─── EXCERPTED PASSAGE ───
Fixed slow cache disk performance


Recommended Posts

Scenario:

Increasingly slow write performance of SSD cache drive

File transfers are fast for the first few seconds, then speed trails off, and often pauses before restarting.  Copying a directory with a ~3G file and a couple of smaller ones, over Gigabit LAN to cache:

 

BMYGWnV.png

 

This was actually a relatively fast example.  Usually much worse.

 

240G SSD cache drive formatted with Reiserfs many years ago

~50G of this used for Plex to store library information - many thousands of small files

~50GB for VM images, docker, other plugins

Rest used for caching of new files

 

Solution:

The thousands/millions of small files in the Plex library, as well as several years of operation, seem to have made the drive slower - fragmentation?  It seems Reiserfs does not support TRIM and so only choice is to move to another filesystem such as XFS.  The solution here may be obvious to some but thought it might be of benefit to others.

 

1) Use the webinterface to stop anything that stores data on the cache drive, e.g. docker, KVM, any other plugins.
─── RAW DATA ───
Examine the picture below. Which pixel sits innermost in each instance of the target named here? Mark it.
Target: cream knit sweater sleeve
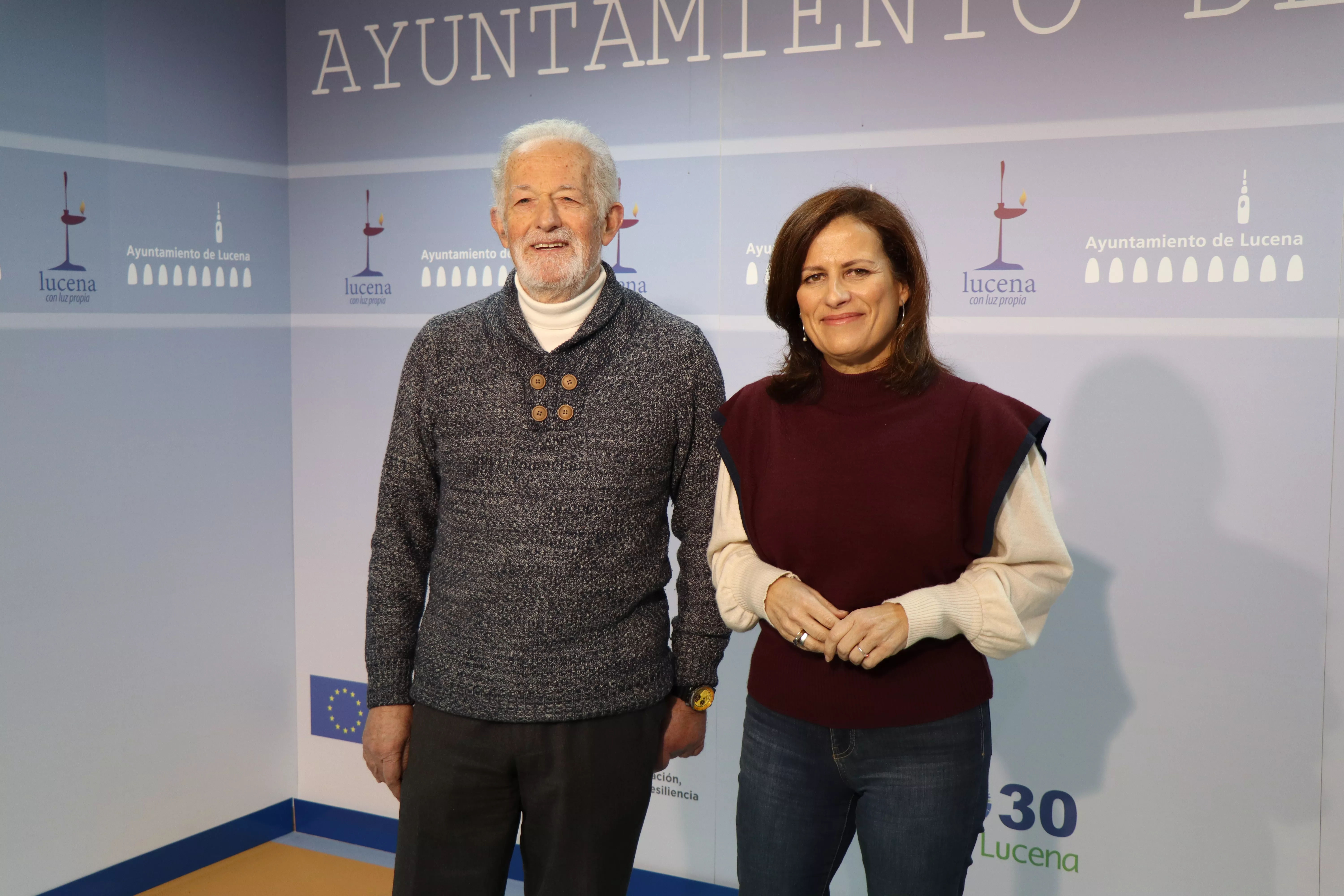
(1001, 602)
───
- [EXERCISE TASKS]
1: Revise the cache disk write-up from "Rest used for" up to and including "any other plugins.", replacing "XFS" with "Btrfs".
2: Proceed with the cache disk write-up, picking up after its final sentence.
The material is not needed here.

- [ANSWERS BELOW]
1:
Rest used for caching of new files

 

Solution:

The thousands/millions of small files in the Plex library, as well as several years of operation, seem to have made the drive slower - fragmentation?  It seems Reiserfs does not support TRIM and so only choice is to move to another filesystem such as Btrfs.  The solution here may be obvious to some but thought it might be of benefit to others.

 

1) Use the webinterface to stop anything that stores data on the cache drive, e.g. docker, KVM, any other plugins.

2:
2) Create a backup of current cache drive - we have to find which device it is

 

root@TOWER:/# df | grep /mnt/cache
/dev/sdf1       244191092    96114892  148076200  40% /mnt/cache

 

3) Backup all data on cache drive to a disk in the array with at least as much space as the size of the cache disk

 

dd if=/dev/sdf1 of=/mnt/disk1/cache.img

 

4) Stop the array - if you are connected via SSH make sure you are not inside a directory of the array otherwise webinterface could hang.  On Main tab of web interface, click on cache disk.  Change filesystem type to XFS.

 

5) Verify the image is OK by mounting it

 

mkdir /mnt/oldcache
mount /mnt/disk1/cache.img /mnt/oldcache
ls -al /mnt/oldcache 

 

6) Start the array.  On Main tab, tick box and click button to format cache disk.

 

7) Copy back old data

rsync -aAXS --info=progress2 /mnt/oldcache/ /mnt/cache

 

8) Restart docker, KVM, and other plugins and verify new cache works OK.  If working, unmount and delete cache backup

 

umount /mnt/oldcache
rm -rf /mnt/disk1/cache.img

 

16pYxJp.png

 

The Dynamix TRIM plugin can then be used to (hopefully) keep the drive running fast:

https://lime-technology.com/forum/index.php?topic=36543.0

Link to comment

(1) Fragmentation only affects HDD speed. It doesn't affect SSD.

The reason behind the slow down of SSD over time is more related to lack of TRIM support. Wikipedia has a pretty good explanation as to why.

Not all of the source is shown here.